- Exercise brief:
Rewrite the passage from the post on social media and reciprocity, beginning at the words "When you create" and stopping after "what they want.". Replace "persuade" with "convince".

- Passage:
------------------------------------------------------------------------
Get the Most Out of Social Media w/ Reciprocity
Posted on 31 October 2009 by jasonverdelli
In this post I want to cover an important topic that will help you start seeing better results using social media. As I was doing research lately, I found many discussion and tweets about how to start properly using social media for business. The reason why this is seemingly difficult is because you know you don’t want to come across as annoying or as a spammer while at the same time you want to start building relationships that turn into dollars, at least from a business perspective. My key fundamental guideline behind using social media for business is to “CREATE VALUE OPPORTUNITIES”. This is a practice otherwise known as reciprocity. When you start looking at the connections that you have on LinkedIn, friends/fans on Facebook and/or followers on Twitter, start asking yourself “how can I be valuable to everyone connected to me”. This goes beyond what you think is valuable. It requires a small bit of research and conversation on your part. Remember, being successful using social media requires work, there is no getting around this.
When you create value to people that you are connected with on your social networks, you will find it much easier to ask for what you want versus trying to think of ways to persuade them. It’s really that simple. Most of the people I know that are successful using social media to grow their business have simply positioned themselves as valuable to others connected to them on their social networks. They simply ask for what they want.
So let’s break this down a bit further.
------------------------------------------------------------------------
- Given information:
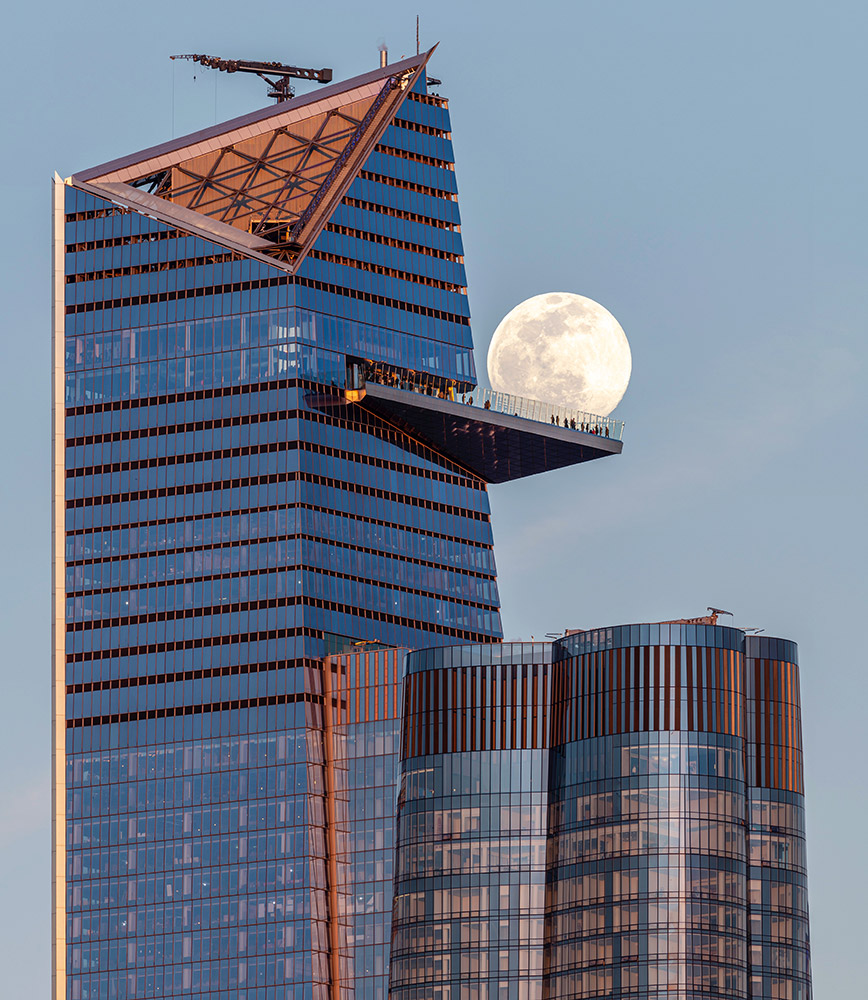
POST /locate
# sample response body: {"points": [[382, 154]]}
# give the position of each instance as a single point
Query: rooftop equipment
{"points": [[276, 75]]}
------------------------------------------------------------------------
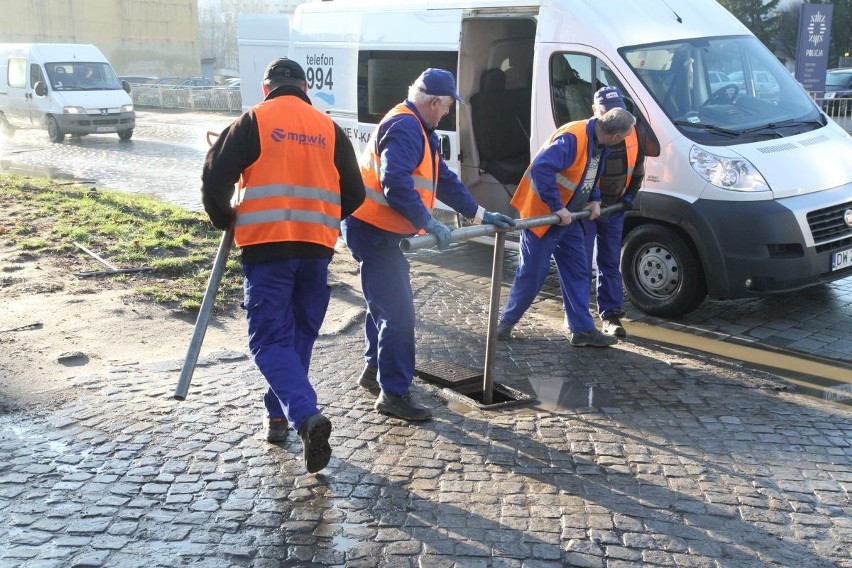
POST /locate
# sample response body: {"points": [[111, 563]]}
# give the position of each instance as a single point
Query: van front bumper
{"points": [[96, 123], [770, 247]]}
------------------------------------------------------------------------
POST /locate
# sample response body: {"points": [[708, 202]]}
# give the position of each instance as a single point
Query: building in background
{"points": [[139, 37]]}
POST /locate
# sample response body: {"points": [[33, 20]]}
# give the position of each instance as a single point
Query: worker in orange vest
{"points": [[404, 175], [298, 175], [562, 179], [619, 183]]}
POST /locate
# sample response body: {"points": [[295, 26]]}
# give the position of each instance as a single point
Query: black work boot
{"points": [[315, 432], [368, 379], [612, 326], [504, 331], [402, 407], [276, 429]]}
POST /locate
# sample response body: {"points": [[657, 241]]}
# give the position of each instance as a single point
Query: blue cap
------------------------------------------------------------------------
- Result of this exercise:
When you create value to people that you are connected with on your social networks, you will find it much easier to ask for what you want versus trying to think of ways to convince them. It’s really that simple. Most of the people I know that are successful using social media to grow their business have simply positioned themselves as valuable to others connected to them on their social networks. They simply ask for what they want.